____ Passage provided

Biblical Prophecy • Israel • Last Days
The claim that Trump is doing Israel's bidding in the Middle East is everywhere. Scripture offers a very different explanation for what is actually happening — one that predates Netanyahu by three thousand years.
By Kelly Smith
The accusation has become a staple of political commentary across the spectrum: Trump is doing Netanyahu's bidding. The wars in the Middle East, the support for Israel, the pressure on Iran — all of it, according to this narrative, traces back to a foreign prime minister pulling the strings of an American president. Trump, in this telling, is not a leader acting on conviction. He is a puppet.
I want to take this accusation seriously rather than dismiss it, because it touches on real concerns about foreign influence, American sovereignty, and the staggering rise of antisemitism that has accompanied it. But I also want to offer a framework that I believe is far more accurate than the puppet master narrative — one grounded not in political speculation but in thousands of years of prophetic scripture.

________
____ Recorded data

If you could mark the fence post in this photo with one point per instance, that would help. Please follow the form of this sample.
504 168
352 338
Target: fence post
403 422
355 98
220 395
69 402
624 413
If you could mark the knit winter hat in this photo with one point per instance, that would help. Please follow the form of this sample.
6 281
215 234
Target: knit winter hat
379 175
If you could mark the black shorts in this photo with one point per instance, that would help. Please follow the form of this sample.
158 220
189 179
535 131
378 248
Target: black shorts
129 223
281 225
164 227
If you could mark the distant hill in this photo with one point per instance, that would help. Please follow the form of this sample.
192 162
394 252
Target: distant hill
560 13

________
____ Recorded data

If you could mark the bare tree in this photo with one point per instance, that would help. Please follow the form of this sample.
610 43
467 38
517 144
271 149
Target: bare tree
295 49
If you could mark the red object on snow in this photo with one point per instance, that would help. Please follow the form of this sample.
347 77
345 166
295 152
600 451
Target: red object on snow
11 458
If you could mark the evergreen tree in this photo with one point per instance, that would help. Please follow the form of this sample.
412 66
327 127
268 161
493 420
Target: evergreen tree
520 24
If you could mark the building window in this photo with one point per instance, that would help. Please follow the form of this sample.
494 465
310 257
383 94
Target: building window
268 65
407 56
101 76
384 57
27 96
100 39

________

→ **Stated exercise A**
Decide whether each statement below agrees with the prophecy article, answering yes or no and quoting the words of the article that settle it: (i) The author plans to dismiss the accusation outright. (ii) The article says the accusation is heard only on one side of politics. (iii) The explanation the article attributes to scripture is said to predate Netanyahu by three thousand years.
→ **Stated exercise B**
Rewrite the part of the prophecy article that opens with the words containing "By Kelly Smith" and closes with "of prophetic scripture.", using "fixture" in place of "staple".
→ **Stated exercise C**
Answer these questions from the prophecy article:
(i) Who wrote the article?
(ii) By how many years does the explanation that the article attributes to scripture predate Netanyahu?
(iii) What concerns does the author say the accusation touches on?

→ **Reply A**
(i) No: "I want to take this accusation seriously rather than dismiss it"
(ii) No: "a staple of political commentary across the spectrum"
(iii) Yes: "one that predates Netanyahu by three thousand years"

→ **Reply B**
By Kelly Smith
The accusation has become a fixture of political commentary across the spectrum: Trump is doing Netanyahu's bidding. The wars in the Middle East, the support for Israel, the pressure on Iran — all of it, according to this narrative, traces back to a foreign prime minister pulling the strings of an American president. Trump, in this telling, is not a leader acting on conviction. He is a puppet.
I want to take this accusation seriously rather than dismiss it, because it touches on real concerns about foreign influence, American sovereignty, and the staggering rise of antisemitism that has accompanied it. But I also want to offer a framework that I believe is far more accurate than the puppet master narrative — one grounded not in political speculation but in thousands of years of prophetic scripture.

→ **Reply C**
(i) Kelly Smith
(ii) Three thousand years
(iii) Foreign influence, American sovereignty, and the staggering rise of antisemitism that has accompanied it